**Records provided:**
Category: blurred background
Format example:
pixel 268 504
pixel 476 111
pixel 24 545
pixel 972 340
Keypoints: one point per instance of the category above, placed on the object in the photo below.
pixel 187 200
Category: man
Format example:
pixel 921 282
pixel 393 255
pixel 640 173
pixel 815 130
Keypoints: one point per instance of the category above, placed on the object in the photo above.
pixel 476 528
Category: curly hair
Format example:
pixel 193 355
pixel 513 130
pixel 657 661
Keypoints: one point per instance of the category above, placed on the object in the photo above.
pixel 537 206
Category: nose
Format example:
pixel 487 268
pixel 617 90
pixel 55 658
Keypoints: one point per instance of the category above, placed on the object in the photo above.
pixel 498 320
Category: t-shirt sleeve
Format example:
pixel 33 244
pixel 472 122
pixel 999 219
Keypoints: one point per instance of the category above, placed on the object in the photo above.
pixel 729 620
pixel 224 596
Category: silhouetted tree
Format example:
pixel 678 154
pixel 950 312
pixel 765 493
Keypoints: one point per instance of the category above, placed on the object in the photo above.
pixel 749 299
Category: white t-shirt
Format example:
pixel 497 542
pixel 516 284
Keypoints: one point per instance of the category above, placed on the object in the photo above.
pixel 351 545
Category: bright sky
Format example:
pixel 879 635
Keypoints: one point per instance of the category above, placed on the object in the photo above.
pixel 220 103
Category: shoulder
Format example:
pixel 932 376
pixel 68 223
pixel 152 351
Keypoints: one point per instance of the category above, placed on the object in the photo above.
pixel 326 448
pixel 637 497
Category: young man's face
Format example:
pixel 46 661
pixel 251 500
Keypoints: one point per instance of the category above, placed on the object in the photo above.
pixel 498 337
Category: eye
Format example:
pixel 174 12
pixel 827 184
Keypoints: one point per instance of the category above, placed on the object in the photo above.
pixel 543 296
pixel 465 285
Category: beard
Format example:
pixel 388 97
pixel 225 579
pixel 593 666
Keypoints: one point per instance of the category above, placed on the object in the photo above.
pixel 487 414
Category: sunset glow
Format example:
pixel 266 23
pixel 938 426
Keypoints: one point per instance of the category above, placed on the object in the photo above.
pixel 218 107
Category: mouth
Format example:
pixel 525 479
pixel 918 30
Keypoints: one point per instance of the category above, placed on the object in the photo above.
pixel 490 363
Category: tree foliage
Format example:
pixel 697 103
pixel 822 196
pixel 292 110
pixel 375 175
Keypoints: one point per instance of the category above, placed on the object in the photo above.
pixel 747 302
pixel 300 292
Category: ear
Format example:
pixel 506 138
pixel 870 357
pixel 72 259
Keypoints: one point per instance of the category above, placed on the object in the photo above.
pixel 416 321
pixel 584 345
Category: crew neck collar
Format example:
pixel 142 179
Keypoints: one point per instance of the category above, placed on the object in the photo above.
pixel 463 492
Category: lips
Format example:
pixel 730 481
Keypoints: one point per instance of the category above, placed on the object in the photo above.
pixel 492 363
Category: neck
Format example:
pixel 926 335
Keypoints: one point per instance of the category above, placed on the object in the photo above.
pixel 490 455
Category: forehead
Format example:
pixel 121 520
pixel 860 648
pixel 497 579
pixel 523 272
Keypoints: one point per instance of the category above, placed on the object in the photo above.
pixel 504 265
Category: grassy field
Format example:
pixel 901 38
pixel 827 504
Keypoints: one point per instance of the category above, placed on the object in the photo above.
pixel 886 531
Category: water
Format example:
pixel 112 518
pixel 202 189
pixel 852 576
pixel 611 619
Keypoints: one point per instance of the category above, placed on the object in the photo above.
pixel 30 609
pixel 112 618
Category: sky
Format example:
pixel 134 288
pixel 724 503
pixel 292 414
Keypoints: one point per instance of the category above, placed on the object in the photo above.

**Exercise requirements:** Pull each line containing the word "neck" out of the data above.

**Answer section:**
Category: crew neck collar
Category: neck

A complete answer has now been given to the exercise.